Tâche courte: Recopiez sans rien changer le passage de l'article sur Northvolt qui commence par « L’avocate de Northvolt, Nathalie-Anne » et se poursuit jusqu'à « table à dessin. ».

Extrait du document:

----------

Un délai « fatal » pour Northvolt

L’avocate de Northvolt, Nathalie-Anne Béliveau, a pour sa part mis l’accent sur l’urgence, pour sa cliente, de relancer les travaux « si on ne veut pas compromettre le projet » dans son intégralité ». Elle a décoché une flèche au CQDE, qui, à son avis, n’a pas utilisé le « bon véhicule » s’il souhaitait renvoyer Québec à la table à dessin.

Un délai de 10 jours dans le cas d’une injonction serait « fatal » pour Northvolt, a plaidé MBéliveau, en soulignant qu’on ne pouvait effectuer des travaux préparatoires après le 15 avril en raison de la période de nidification d’oiseaux, notamment.

« On a un client en ce moment, a souligné MBéliveau. Si on ne livre pas à temps, on va le perdre. La perte d’un client serait un préjudice irréparable. »

Le juge Collier a pris la cause en délibéré. Il a promis de trancher le plus rapidement possible. D’ici là, les activités demeureront suspendues sur le site de Northvolt en Montérégie.

----------

Extraits d'un jeu de données d'étiquetage de points:
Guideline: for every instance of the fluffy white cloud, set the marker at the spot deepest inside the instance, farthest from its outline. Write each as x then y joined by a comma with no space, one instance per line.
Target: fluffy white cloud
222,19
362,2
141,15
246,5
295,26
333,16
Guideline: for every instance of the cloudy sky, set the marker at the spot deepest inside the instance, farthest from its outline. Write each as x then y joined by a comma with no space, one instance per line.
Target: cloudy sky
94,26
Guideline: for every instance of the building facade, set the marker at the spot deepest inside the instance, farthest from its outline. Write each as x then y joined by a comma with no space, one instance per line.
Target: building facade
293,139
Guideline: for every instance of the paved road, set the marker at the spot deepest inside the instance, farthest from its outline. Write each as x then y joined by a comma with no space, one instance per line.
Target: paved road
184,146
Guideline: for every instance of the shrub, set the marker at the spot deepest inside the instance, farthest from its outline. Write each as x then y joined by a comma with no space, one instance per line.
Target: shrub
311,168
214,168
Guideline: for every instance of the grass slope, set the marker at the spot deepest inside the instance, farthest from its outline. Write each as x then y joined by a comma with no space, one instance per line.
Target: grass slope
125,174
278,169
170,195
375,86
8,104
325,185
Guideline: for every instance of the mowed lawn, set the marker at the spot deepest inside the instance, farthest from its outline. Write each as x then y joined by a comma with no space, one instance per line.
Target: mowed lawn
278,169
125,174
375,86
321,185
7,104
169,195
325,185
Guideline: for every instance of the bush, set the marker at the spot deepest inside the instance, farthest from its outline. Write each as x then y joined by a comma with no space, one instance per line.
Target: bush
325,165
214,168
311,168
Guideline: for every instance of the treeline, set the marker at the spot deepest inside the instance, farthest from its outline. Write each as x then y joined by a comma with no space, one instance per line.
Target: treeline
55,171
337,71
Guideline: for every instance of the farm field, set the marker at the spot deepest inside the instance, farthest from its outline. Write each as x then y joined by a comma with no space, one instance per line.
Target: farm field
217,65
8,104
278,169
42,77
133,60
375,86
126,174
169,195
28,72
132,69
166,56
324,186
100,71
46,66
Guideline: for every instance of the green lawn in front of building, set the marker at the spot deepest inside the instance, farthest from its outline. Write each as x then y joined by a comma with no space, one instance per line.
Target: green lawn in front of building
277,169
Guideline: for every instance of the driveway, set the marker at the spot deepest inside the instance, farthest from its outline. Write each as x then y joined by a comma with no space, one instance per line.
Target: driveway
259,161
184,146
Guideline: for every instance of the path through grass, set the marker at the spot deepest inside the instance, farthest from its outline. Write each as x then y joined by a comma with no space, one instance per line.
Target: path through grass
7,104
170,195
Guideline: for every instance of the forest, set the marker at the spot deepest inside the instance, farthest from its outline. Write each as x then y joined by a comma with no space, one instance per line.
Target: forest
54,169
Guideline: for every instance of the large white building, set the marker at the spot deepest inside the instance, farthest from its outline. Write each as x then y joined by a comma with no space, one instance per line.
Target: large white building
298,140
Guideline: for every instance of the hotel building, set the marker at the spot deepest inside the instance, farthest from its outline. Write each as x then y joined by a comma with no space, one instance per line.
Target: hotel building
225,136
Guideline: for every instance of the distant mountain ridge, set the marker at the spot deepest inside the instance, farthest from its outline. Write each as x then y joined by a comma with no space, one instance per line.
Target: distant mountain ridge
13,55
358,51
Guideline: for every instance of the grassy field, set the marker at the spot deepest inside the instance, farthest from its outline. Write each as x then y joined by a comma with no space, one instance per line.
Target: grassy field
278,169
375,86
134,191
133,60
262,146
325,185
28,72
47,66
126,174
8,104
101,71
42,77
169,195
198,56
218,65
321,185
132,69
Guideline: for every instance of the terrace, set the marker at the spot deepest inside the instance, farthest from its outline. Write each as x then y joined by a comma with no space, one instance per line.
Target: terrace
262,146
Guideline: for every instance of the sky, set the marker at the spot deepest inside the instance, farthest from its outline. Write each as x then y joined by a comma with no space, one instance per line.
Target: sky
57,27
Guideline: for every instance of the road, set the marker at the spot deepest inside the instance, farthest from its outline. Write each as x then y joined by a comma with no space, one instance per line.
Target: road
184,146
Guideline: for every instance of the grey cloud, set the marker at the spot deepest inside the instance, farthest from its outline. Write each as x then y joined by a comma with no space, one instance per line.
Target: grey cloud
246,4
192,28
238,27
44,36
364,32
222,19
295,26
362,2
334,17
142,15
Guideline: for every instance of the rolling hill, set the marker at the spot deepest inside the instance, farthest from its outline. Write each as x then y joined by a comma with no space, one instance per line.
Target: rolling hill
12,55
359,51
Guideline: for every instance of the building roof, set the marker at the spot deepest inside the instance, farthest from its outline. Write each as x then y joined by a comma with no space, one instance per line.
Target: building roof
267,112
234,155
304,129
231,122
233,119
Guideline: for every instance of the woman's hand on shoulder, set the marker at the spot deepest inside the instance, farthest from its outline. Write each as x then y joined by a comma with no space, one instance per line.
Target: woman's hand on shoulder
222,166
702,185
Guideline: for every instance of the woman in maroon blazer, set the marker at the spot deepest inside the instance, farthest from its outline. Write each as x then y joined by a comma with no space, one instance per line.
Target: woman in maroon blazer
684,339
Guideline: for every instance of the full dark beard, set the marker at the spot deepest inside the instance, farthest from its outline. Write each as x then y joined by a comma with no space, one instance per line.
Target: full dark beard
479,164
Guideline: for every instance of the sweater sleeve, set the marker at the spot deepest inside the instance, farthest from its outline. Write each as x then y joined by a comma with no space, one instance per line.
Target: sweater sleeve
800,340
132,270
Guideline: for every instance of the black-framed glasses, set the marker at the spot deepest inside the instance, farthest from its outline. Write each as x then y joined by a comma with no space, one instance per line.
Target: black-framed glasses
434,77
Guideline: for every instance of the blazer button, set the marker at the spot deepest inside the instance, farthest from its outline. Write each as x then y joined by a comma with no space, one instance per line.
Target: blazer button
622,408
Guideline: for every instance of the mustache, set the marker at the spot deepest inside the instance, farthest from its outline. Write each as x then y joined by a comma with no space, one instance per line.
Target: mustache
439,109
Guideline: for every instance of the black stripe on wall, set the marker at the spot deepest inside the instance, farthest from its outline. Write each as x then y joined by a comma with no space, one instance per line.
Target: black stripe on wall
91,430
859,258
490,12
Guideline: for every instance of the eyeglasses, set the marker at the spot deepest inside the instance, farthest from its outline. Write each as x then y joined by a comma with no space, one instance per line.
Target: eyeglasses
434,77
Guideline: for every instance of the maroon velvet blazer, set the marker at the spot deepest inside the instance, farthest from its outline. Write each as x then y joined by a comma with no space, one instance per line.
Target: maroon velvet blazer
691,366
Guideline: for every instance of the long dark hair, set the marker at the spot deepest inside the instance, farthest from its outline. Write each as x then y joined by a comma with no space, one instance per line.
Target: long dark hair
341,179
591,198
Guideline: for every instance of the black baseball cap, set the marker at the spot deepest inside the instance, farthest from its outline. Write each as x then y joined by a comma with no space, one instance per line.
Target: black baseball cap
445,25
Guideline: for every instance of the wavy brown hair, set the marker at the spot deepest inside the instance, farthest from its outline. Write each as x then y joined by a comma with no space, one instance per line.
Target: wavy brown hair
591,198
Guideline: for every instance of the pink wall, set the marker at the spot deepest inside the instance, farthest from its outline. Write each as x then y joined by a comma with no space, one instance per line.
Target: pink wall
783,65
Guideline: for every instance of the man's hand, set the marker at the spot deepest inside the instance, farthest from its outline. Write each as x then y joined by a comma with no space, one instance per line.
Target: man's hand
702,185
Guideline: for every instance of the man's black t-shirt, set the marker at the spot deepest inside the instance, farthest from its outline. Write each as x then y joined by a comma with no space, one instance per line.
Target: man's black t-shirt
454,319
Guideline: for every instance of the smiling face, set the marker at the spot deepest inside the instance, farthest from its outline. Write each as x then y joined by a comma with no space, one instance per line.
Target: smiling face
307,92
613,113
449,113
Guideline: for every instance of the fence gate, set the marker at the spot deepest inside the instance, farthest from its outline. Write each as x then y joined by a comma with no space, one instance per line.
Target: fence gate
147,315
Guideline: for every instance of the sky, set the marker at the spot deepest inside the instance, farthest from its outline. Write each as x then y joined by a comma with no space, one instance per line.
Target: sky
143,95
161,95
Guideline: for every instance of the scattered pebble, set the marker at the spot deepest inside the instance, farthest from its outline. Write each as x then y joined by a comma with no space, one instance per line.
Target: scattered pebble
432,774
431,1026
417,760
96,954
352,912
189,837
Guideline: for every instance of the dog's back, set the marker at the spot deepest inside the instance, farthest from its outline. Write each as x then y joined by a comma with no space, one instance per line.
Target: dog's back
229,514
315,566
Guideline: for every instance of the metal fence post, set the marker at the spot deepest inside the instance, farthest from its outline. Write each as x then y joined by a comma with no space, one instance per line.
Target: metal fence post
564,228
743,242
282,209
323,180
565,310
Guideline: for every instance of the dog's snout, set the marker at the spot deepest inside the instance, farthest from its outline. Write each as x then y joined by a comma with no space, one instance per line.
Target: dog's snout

----------

Résultat de la tâche:
L’avocate de Northvolt, Nathalie-Anne Béliveau, a pour sa part mis l’accent sur l’urgence, pour sa cliente, de relancer les travaux « si on ne veut pas compromettre le projet » dans son intégralité ». Elle a décoché une flèche au CQDE, qui, à son avis, n’a pas utilisé le « bon véhicule » s’il souhaitait renvoyer Québec à la table à dessin.